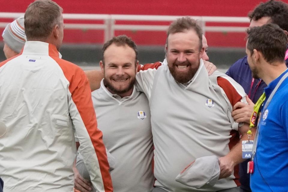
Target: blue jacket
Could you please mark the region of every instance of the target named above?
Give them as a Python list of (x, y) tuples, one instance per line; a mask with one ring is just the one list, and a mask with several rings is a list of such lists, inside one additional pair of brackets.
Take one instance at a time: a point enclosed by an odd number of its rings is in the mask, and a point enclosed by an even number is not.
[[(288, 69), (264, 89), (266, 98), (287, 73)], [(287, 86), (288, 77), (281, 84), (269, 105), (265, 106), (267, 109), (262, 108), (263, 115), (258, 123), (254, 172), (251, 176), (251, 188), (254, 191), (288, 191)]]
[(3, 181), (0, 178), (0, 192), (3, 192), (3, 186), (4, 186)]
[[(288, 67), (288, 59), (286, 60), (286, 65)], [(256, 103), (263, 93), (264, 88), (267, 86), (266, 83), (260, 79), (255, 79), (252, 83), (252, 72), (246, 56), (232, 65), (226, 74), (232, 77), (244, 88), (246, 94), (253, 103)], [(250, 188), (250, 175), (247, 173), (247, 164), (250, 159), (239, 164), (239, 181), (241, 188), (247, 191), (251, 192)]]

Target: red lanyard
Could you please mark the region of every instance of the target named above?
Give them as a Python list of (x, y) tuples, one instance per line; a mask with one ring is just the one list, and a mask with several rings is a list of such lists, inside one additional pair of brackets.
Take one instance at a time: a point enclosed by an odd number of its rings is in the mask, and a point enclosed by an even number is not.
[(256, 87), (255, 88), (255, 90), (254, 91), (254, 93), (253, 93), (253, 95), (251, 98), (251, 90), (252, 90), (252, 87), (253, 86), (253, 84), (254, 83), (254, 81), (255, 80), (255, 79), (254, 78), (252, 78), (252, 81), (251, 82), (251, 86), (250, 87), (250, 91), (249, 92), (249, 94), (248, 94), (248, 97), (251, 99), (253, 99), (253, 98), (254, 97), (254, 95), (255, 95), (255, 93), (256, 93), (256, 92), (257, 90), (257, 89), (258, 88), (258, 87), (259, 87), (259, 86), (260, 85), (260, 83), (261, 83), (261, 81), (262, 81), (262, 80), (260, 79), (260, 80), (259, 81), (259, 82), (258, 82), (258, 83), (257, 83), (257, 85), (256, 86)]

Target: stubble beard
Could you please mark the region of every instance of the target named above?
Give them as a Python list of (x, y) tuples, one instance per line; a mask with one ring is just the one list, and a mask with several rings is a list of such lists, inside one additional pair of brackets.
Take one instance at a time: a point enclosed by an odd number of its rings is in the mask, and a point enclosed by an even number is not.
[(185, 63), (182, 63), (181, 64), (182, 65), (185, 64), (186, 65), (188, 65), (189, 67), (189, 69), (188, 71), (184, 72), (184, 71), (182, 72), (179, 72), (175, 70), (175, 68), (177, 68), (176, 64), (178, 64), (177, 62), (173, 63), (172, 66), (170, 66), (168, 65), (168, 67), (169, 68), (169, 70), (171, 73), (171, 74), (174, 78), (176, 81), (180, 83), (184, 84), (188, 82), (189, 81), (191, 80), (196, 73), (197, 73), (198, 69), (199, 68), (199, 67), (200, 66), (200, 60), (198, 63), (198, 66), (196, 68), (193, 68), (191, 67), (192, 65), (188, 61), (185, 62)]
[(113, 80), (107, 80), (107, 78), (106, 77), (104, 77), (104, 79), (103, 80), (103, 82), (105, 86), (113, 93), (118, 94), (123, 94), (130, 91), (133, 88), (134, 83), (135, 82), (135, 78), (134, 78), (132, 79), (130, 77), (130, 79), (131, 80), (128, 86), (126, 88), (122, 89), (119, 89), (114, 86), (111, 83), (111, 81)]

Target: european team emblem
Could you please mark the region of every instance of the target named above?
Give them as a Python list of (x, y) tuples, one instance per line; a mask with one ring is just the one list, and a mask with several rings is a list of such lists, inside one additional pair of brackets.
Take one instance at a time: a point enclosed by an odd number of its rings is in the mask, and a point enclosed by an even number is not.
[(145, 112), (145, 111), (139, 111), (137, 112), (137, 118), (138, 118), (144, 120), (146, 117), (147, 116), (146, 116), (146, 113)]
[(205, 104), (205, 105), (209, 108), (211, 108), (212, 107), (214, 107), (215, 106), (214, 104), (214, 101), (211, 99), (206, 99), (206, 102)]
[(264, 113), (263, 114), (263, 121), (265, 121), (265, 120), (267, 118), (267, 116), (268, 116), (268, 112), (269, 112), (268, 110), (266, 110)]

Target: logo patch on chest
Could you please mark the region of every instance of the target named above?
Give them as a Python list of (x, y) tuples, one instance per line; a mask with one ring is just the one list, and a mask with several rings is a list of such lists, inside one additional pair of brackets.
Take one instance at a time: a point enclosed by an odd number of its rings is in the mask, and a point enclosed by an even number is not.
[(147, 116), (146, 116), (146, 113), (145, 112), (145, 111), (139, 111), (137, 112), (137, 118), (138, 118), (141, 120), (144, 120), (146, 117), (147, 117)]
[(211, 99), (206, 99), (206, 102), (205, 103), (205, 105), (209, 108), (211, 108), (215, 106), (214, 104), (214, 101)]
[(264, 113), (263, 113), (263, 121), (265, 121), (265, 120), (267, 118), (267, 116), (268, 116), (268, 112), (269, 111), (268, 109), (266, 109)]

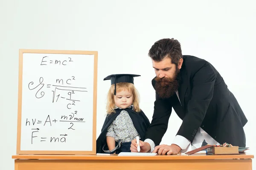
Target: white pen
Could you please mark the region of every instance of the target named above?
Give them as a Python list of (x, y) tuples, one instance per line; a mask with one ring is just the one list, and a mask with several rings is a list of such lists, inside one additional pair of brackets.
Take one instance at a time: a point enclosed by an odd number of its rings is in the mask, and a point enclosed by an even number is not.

########################################

| What is asked |
Turn the material from its start through the line containing "191), (251, 192)]]" into a two-column CSV with the columns "prompt" and "mask". Write one row per request, holding its text and its answer, each in a single quoted field with line breaks replaced by spaces, and leave out the pictures.

| Exercise response |
prompt,mask
"Target: blue jacket Could you please mark the region of every instance of the target named above? Give them as a Python list of (x, y) tuples, one instance per line; a mask with one ring is just the one list, and a mask with several rings is a list of such lists, inside one additional pair of brackets. Take one instance at a time: a point enclosed by an odd number of its rings is in the mask, and a point enclosed by an even number is not.","[[(288, 69), (264, 89), (266, 98), (287, 73)], [(287, 86), (288, 77), (281, 84), (269, 105), (265, 106), (267, 109), (262, 108), (263, 115), (258, 123), (254, 172), (251, 176), (251, 188), (254, 191), (288, 191)]] [(3, 181), (0, 178), (0, 192), (3, 192), (3, 186), (4, 186)] [[(288, 67), (288, 59), (286, 60), (286, 65)], [(256, 103), (263, 93), (264, 88), (267, 86), (266, 83), (260, 79), (255, 79), (252, 83), (252, 72), (246, 56), (232, 65), (226, 74), (232, 77), (244, 88), (246, 94), (253, 103)], [(250, 188), (250, 175), (247, 173), (247, 164), (250, 159), (239, 164), (239, 181), (241, 188), (247, 191), (251, 192)]]"